Request 1 — In the Marxism excerpt, what reason does the Bolshevik argument give for why things couldn't get working?

Document excerpt —

↓

I don't think attempting to contribute to the tradition is so bad; the notion that I am getting from you and the other poster that Marxism was sort of completed with Marx or with Marx through Lenin including X, Y, Z or whatever (I don't know your position) seems to me to be nuts and bordering on religious (not to paint you as zealots; it's only my first impression or reaction). But that is probably because my interest in Marxism is as a historical intellectual tradition, not as a revolutionary vehicle for the overthrow of the existing order.

Thanks, I'm going to read the Capital chapter and the rest of your post in a sec and get back to you. Ur gay, but you're right that a lot of the clowns in this thread are fuckin smoothbrains.

>He relegates the revolutionary role to academics, specifically to create a platform that is palatable to the workers.
I don't know if Chibbner is a Leninist but I think that was the basic idea of a vanguard party; i.e. a group of intellectuals who are experts in revolution which seems to at least tie in to something I heard him say in that interview, in that workers know what's going on in their workplace but can't know *everything* there is to know about running an economy or building a new state, because nobody does. That takes committees and bureaucracies and experts who study that stuff. It just so happens that the experts we have are not interested in any kind of revolutionary politics.

>It is not immediately obvious to me that the workers in his conception of the solution would want to do anything like ditch the capitalist division of labor.
I dunno. But it helps to read about what the Bolsheviks actually said to people in the lead-up to the 1917 revolution. There's a common idea today, promoted by both MLs and Trotskyists, that the Bolsheviks showed up one day and were like "hey gang we're hardcore socialists and that's why we should take power." But that's not really the image they tried to portray at the time.

Their argument instead went like this: we all know the government is a bunch of crooks and idiots. We also know what everyone agrees has to be done -- we need to keep the factories running and make sure food systems work and get rid of these idiotic generals who keep sending you into losing battles. The other parties all agree with us that we need to get more factories built and better technology on the farms, and all the progressive parties know that this will require that we fight for socialism. We all agree on that. So why can't we get things working? Because there's no legitimate people's government. You can't expect the crooks to run things, right? Because they're crooks. The so-called "provisional government" is a joke. But look at the soviets, in some places they are helping a bit and they have real connections to a lot of people. Everyone agrees we need an effective people's government, and all the socialists say we need socialism, so why don't we let the soviets take the lead, it can't get worse than this...

Which is interesting because it combines an underlying Marxist explanation of Russia's crisis (which was emphasized after they took power) with a very pragmatic suggestion that soviet government has to be better than no government.

Anyways, my thinking is that just talking about abstract revolution might just lead to people thinking you're crazy or irrelevant, and that it might be alright being a propagandist when large numbers of people aren't expecting you to actually solve their daily problems now. But more people are having problems, so...

>It is at its core a pamphlet advocating for more labor unions.
That's not a bad idea but the strategy has to just be reconfigured (I think it is).

Attached: 1900е_нач._агент_Искры_Розалия_Землячка.jpg (506x761, 349.2K)

>Because Ben Shapiro told me so!

↑

Supplied data —
↓

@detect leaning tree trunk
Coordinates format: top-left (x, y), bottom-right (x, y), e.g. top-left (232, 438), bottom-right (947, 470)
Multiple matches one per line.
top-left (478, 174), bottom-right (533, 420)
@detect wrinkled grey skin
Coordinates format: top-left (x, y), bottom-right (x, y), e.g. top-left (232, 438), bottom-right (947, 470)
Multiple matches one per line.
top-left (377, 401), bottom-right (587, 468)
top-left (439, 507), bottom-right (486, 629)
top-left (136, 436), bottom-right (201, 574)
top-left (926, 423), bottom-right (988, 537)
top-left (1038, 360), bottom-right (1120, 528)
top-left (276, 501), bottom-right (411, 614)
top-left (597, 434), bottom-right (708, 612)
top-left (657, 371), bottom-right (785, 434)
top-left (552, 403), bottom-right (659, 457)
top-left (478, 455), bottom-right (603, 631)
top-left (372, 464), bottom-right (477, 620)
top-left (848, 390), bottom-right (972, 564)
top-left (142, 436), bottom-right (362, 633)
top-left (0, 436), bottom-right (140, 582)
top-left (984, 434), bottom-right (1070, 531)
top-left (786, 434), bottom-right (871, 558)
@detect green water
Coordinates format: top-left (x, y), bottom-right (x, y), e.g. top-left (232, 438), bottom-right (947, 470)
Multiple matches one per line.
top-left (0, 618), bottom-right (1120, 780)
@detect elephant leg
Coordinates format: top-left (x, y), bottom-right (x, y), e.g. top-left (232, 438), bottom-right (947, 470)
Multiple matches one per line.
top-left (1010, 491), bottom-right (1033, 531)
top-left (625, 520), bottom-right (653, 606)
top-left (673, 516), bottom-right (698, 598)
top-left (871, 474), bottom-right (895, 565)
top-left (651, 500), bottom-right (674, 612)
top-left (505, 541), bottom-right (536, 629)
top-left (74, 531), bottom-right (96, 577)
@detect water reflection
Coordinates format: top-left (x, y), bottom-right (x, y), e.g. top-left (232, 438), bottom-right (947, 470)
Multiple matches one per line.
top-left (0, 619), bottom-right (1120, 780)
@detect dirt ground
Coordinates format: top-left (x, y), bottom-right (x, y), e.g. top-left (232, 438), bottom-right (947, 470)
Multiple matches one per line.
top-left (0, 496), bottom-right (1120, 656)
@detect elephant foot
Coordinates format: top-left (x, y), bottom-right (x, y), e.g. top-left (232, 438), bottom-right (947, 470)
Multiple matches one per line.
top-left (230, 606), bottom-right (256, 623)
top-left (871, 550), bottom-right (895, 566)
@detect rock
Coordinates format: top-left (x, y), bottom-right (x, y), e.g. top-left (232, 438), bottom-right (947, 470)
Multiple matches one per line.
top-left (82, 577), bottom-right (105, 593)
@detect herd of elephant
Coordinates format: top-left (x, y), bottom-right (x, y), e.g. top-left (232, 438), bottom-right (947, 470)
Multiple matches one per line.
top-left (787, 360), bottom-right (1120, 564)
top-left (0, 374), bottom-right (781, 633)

↑

Request 2 — Retype the stretch of the records from their start through the line that contains "top-left (478, 174), bottom-right (533, 420)", including both ends.

Full solution 1 — Because there was no legitimate people's government.

Full solution 2 —
@detect leaning tree trunk
Coordinates format: top-left (x, y), bottom-right (x, y), e.g. top-left (232, 438), bottom-right (947, 470)
Multiple matches one per line.
top-left (478, 174), bottom-right (533, 420)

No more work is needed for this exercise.